**Required work**
Reproduce the listing below with every occurrence of "pixel coordinates" replaced by "image coordinates" and everything else unchanged. Leave the pictures out.

**Exercise input**
┌──

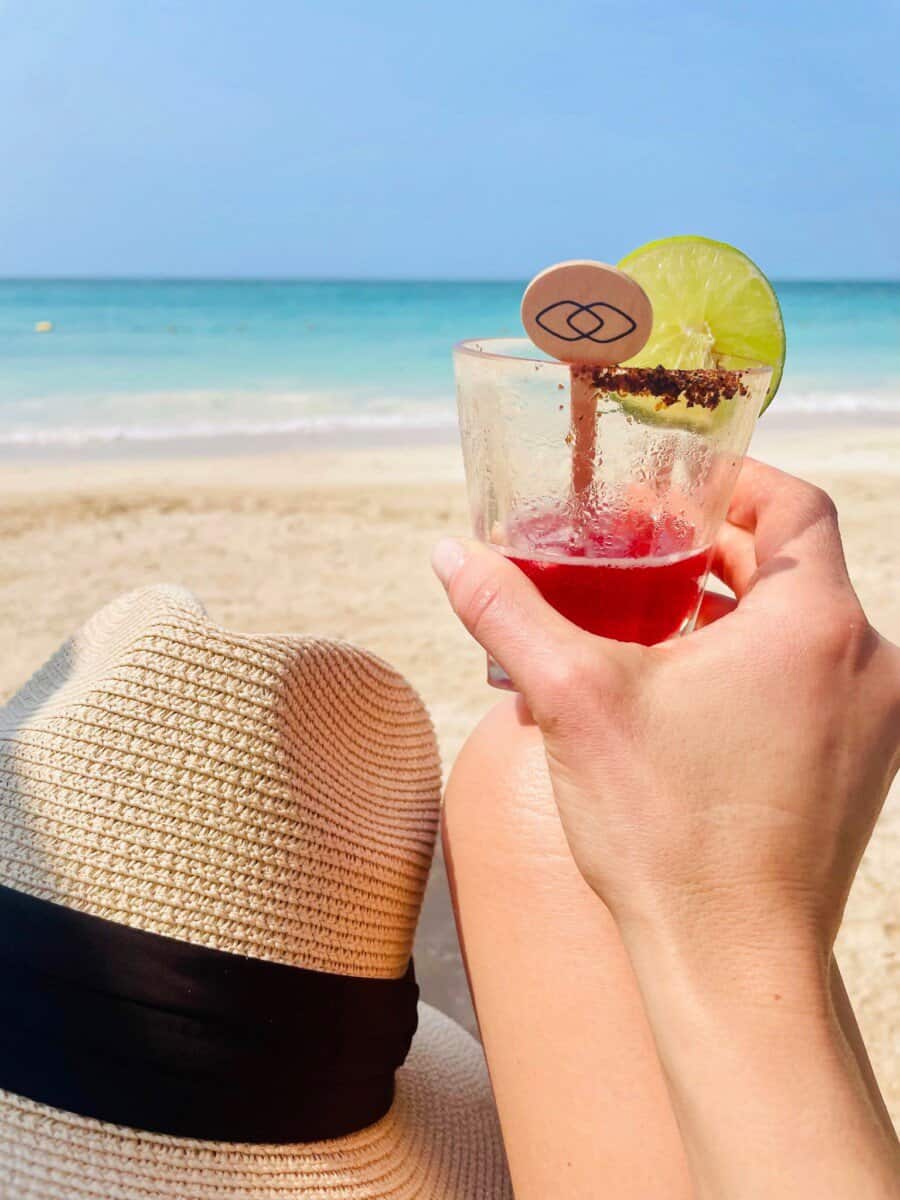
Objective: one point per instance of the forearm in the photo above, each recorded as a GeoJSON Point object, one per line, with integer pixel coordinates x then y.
{"type": "Point", "coordinates": [768, 1093]}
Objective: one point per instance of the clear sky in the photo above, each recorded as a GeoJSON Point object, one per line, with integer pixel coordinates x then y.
{"type": "Point", "coordinates": [479, 139]}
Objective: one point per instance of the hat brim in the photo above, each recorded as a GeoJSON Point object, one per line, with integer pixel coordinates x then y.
{"type": "Point", "coordinates": [441, 1139]}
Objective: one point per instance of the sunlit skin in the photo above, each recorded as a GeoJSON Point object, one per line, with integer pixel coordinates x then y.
{"type": "Point", "coordinates": [715, 796]}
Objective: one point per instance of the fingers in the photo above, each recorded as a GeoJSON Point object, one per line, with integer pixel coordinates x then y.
{"type": "Point", "coordinates": [787, 517]}
{"type": "Point", "coordinates": [733, 558]}
{"type": "Point", "coordinates": [550, 660]}
{"type": "Point", "coordinates": [714, 606]}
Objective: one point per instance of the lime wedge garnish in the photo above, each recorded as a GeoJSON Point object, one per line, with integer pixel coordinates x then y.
{"type": "Point", "coordinates": [712, 307]}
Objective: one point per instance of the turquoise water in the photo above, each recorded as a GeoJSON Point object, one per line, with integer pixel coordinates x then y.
{"type": "Point", "coordinates": [142, 359]}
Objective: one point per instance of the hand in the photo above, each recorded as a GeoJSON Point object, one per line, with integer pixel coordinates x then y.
{"type": "Point", "coordinates": [718, 793]}
{"type": "Point", "coordinates": [729, 779]}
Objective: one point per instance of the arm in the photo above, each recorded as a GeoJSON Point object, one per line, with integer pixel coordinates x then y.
{"type": "Point", "coordinates": [718, 793]}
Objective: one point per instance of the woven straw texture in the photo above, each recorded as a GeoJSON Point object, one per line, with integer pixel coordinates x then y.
{"type": "Point", "coordinates": [439, 1141]}
{"type": "Point", "coordinates": [275, 797]}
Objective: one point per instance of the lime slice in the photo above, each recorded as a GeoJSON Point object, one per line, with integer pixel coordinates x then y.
{"type": "Point", "coordinates": [712, 307]}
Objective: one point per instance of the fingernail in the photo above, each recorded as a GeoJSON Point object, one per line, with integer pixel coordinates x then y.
{"type": "Point", "coordinates": [447, 559]}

└──

**Solved exercise**
Objective: one point per instance of the forearm in the photo above, each recorded as a GeoJSON Point object, one per line, with integer image coordinates x then y.
{"type": "Point", "coordinates": [768, 1093]}
Objective: one point per instance of the clear sky in the photo above, each recorded as a GeoJSON Point object, one per line, with integer image coordinates x then y.
{"type": "Point", "coordinates": [479, 139]}
Objective: one point per instance of the hat brim in the photo above, each recorded as a GeoJSON Point object, one per line, with integer image coordinates x then y.
{"type": "Point", "coordinates": [441, 1139]}
Objective: one point per instance of the sunlit skin in the photo above, each recorded as a GeoJSON Point object, one per line, with integer image coordinates x then y.
{"type": "Point", "coordinates": [715, 796]}
Objective: one point per instance of the fingers in the photo above, each recorded as a GeoJSON Point object, one per line, with integer image coordinates x then y.
{"type": "Point", "coordinates": [787, 517]}
{"type": "Point", "coordinates": [733, 558]}
{"type": "Point", "coordinates": [550, 660]}
{"type": "Point", "coordinates": [714, 606]}
Objective: one point per instance of the lime wedge garnish in the photo above, each recorded as a GeoJSON Point object, one per line, with integer image coordinates x then y.
{"type": "Point", "coordinates": [712, 307]}
Objective: one point per instance of the turquoise water in the photo above, each recorded as a GeoJSON Point object, one per line, with integer image coordinates x then y.
{"type": "Point", "coordinates": [142, 359]}
Objective: one point per instance of the hand in the photo above, each recorded as a GeoJSON Point object, one per line, with integer image coordinates x then y.
{"type": "Point", "coordinates": [718, 793]}
{"type": "Point", "coordinates": [729, 779]}
Objective: one point per instance of the arm in the photo above, each recorded as a GeoJSON Point object, one per line, with integer image coordinates x then y.
{"type": "Point", "coordinates": [718, 793]}
Objective: one point per instance of the woven straw texture in the photo above, each recorded as a GeoJSON Point object, one per line, with integer image coordinates x then y.
{"type": "Point", "coordinates": [439, 1141]}
{"type": "Point", "coordinates": [275, 797]}
Objective: one point per instance of the lime slice in the photo above, each recorded as a GeoJSON Point object, one per line, with integer image coordinates x then y.
{"type": "Point", "coordinates": [712, 307]}
Objective: one point per instance of the fingernail in the photo above, each recorded as a GeoJSON Point object, one per line, with integer image coordinates x then y.
{"type": "Point", "coordinates": [447, 559]}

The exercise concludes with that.